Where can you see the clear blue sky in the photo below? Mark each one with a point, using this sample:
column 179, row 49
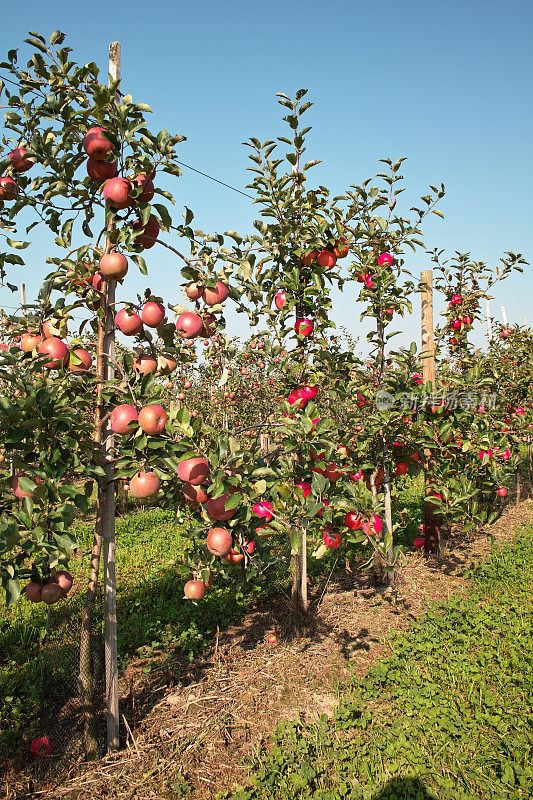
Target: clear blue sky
column 446, row 84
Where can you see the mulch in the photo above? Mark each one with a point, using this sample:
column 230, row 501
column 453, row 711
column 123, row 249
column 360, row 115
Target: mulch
column 189, row 729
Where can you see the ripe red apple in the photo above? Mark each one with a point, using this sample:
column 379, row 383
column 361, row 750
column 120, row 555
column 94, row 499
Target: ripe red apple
column 18, row 161
column 331, row 538
column 30, row 341
column 57, row 349
column 148, row 233
column 147, row 187
column 341, row 249
column 373, row 526
column 212, row 297
column 310, row 391
column 153, row 419
column 51, row 593
column 117, row 193
column 194, row 590
column 195, row 494
column 144, row 484
column 309, row 257
column 33, row 592
column 145, row 364
column 194, row 470
column 219, row 542
column 120, row 418
column 326, row 259
column 85, row 358
column 304, row 327
column 352, row 521
column 332, row 472
column 153, row 314
column 64, row 580
column 114, row 266
column 96, row 145
column 189, row 325
column 217, row 508
column 263, row 509
column 385, row 259
column 101, row 171
column 40, row 747
column 128, row 324
column 280, row 299
column 9, row 188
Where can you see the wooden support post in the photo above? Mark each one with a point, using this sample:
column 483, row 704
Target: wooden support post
column 108, row 528
column 431, row 522
column 489, row 319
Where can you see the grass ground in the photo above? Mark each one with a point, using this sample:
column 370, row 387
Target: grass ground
column 447, row 715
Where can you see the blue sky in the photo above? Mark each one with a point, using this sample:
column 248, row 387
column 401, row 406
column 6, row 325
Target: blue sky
column 445, row 84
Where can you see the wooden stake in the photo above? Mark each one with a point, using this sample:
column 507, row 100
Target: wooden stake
column 431, row 526
column 489, row 319
column 108, row 530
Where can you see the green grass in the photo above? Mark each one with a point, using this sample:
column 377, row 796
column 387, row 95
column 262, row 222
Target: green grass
column 447, row 715
column 39, row 645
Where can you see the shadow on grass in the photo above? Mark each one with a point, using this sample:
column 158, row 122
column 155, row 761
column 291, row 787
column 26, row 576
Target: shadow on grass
column 405, row 789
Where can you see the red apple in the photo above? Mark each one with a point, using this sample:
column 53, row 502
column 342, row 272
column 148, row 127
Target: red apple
column 385, row 259
column 309, row 257
column 304, row 327
column 194, row 470
column 331, row 538
column 263, row 509
column 280, row 299
column 96, row 145
column 30, row 341
column 189, row 325
column 121, row 417
column 57, row 349
column 101, row 171
column 326, row 259
column 114, row 266
column 153, row 419
column 18, row 161
column 128, row 324
column 217, row 295
column 352, row 521
column 9, row 188
column 144, row 484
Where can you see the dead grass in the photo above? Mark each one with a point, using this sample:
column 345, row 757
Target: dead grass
column 190, row 727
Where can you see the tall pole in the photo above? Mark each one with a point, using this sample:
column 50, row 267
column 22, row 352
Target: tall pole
column 489, row 319
column 431, row 528
column 108, row 528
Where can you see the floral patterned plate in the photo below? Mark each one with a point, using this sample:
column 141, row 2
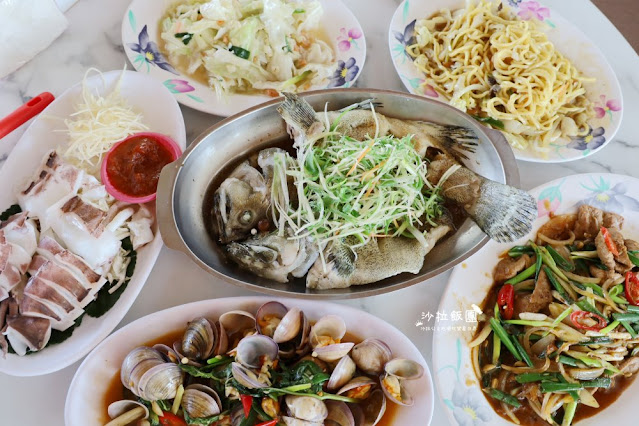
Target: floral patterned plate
column 140, row 35
column 456, row 382
column 605, row 92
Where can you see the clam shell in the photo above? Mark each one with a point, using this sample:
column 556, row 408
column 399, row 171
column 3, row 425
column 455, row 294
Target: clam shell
column 199, row 338
column 404, row 369
column 252, row 349
column 333, row 352
column 177, row 348
column 373, row 408
column 200, row 401
column 168, row 353
column 328, row 326
column 289, row 327
column 343, row 372
column 338, row 414
column 133, row 360
column 306, row 408
column 236, row 321
column 245, row 376
column 222, row 344
column 118, row 408
column 159, row 382
column 358, row 413
column 406, row 397
column 371, row 356
column 267, row 311
column 356, row 383
column 292, row 421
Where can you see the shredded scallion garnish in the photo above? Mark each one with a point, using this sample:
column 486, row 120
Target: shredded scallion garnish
column 365, row 189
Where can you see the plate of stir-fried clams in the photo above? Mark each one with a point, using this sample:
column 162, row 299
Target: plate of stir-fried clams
column 548, row 325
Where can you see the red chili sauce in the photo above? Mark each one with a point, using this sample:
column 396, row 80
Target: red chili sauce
column 134, row 166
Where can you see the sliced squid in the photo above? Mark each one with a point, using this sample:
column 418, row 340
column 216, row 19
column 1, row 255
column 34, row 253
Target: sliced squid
column 24, row 332
column 83, row 230
column 52, row 182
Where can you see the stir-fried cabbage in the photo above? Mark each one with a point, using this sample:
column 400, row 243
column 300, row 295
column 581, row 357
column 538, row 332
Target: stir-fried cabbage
column 249, row 45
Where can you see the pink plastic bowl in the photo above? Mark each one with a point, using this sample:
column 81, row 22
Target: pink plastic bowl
column 164, row 140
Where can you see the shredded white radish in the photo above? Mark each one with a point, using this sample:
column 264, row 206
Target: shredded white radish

What the exercise asks: Could you reproduce, word for word, everything in the material above from the line containing "Where can you see the shredded scallion" down through the final line, including both of those lines?

Worked answer:
Where can you see the shredded scallion garnish in the photo above? Mark each one with a point, using this sample:
column 486, row 120
Target: shredded scallion garnish
column 365, row 189
Where can you see the plate of stir-fried clams in the photo above? Mark each one with a point, using this sample:
column 162, row 299
Target: plate of stir-fried clams
column 548, row 325
Where can you see the red chili sauce in the photo above? Mark each one with a point, using this sample:
column 396, row 80
Target: red chili sauce
column 134, row 166
Where can you see the sliced squid in the photo above? Mark each one with a point, using this sample:
column 418, row 340
column 216, row 19
column 1, row 255
column 34, row 253
Target: sliced squid
column 24, row 332
column 83, row 230
column 52, row 182
Where can you see the stir-fried cabbage in the photo above? Mark each one with a point, using this sample:
column 400, row 243
column 300, row 295
column 581, row 357
column 538, row 332
Target: stir-fried cabbage
column 249, row 45
Where can you see the pink plastic bowl in the photo above? Mark each one with a point, using this sample:
column 81, row 22
Target: pink plastic bowl
column 164, row 140
Where can you see the shredded white radish in the photo above? Mark each one with a point, using this sample:
column 264, row 206
Target: shredded white radish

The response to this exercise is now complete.